* [ABOUT THIS EXERCISE]: Please repeat the records, word for word and without gaps.

* [GIVEN INFORMATION]:

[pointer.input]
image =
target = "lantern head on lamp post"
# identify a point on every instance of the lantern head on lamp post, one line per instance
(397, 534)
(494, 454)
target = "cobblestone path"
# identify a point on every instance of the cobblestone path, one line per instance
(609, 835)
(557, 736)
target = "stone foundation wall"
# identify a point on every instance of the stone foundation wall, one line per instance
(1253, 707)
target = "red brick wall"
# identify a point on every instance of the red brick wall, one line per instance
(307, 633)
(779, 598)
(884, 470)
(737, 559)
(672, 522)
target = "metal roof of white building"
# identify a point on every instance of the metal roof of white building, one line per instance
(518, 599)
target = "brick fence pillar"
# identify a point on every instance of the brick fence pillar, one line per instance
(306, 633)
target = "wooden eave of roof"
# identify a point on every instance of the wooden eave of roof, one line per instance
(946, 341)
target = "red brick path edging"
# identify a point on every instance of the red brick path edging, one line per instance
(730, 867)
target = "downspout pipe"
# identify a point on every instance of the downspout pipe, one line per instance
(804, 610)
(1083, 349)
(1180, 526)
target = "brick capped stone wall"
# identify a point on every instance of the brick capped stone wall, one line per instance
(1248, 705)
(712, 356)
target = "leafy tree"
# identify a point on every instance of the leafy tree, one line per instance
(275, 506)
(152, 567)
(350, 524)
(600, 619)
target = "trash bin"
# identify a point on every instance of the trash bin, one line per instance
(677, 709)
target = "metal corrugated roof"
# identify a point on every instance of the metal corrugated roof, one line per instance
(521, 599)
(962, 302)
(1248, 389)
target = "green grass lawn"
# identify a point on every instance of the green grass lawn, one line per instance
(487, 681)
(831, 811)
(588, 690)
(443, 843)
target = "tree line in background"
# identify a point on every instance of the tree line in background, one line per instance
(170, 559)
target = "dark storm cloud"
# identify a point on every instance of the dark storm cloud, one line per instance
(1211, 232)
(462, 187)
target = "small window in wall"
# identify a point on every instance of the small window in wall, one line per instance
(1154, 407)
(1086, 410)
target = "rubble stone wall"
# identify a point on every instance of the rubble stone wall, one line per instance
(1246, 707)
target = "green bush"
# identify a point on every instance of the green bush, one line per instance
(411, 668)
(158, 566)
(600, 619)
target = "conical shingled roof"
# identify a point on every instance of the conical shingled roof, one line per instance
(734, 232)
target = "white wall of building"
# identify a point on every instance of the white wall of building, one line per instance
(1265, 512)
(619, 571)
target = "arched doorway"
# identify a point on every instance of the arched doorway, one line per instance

* [WRITTEN RESPONSE]:
[pointer.input]
image =
target = "lantern head on lamp post"
# identify a point on every instance of the lantern head on lamp post, one line per instance
(397, 534)
(494, 454)
target = "cobblestone path"
# identify a point on every instance of the cobblestone path, one line per instance
(609, 835)
(557, 736)
target = "stone foundation wall"
# identify a point on every instance of the stone foundation wall, one line per instance
(1253, 707)
target = "red brick wall"
# identify a point on every instance of the red brick wall, one line per instance
(307, 633)
(779, 598)
(884, 470)
(737, 559)
(672, 522)
target = "metal roof of white building"
# identify a point on every instance of the metal roof of white building, one line per instance
(518, 599)
target = "brick fence pillar"
# identify a point on every instance of the brick fence pillar, one line per instance
(306, 633)
target = "wooden eave of roof"
# identify a point on every instance of the wooden eave of roof, one line per instance
(946, 341)
target = "red brick path edging"
# identify a point on every instance of the red brick path edging, one line per instance
(730, 867)
target = "downspout pipe"
# identify a point on every instance of the downspout pipe, one line per instance
(804, 610)
(1083, 349)
(1180, 526)
target = "brick capped stone wall"
# identify a point on every instance of the brick capped stone wall, one line per instance
(1248, 705)
(712, 356)
target = "leafy tree"
# identify a point on every instance of the leafy tree, one line per instance
(275, 506)
(152, 567)
(350, 524)
(600, 619)
target = "trash bin"
# identify a point on every instance of the trash bin, one line per instance
(677, 709)
target = "metal corrugated roof"
# identify a point on every instance of the metal corrugated roof, one line per instance
(521, 599)
(962, 302)
(1248, 389)
target = "green grass lawn"
# identify a point on every instance of the green grass lawn, one line per instance
(487, 681)
(831, 811)
(588, 690)
(443, 843)
target = "tree line in background"
# identify a point on every instance of the tree line in background, one line per instance
(170, 559)
target = "dark storm cloud"
# identify a point on every instance of the dark storm cloud, one line per instance
(1211, 232)
(462, 187)
target = "small window in wall"
# identify a point on every instance of the small window in wall, one line per instance
(1154, 407)
(1086, 410)
target = "rubble stone wall"
# identify a point on every instance of the rubble stone wall, one line per instance
(1246, 707)
target = "green bush"
# identify a point on every instance of the green bush, one line per instance
(411, 668)
(158, 566)
(600, 619)
target = "conical shingled roof"
# identify a point on every instance of the conical shingled roof, one line per instance
(734, 232)
target = "white wall of building"
# identify a point on every instance of the white wall of building, one line per instance
(1265, 512)
(619, 571)
target = "arched doorway"
# identify a point on every instance of the arched doorway, one line per instance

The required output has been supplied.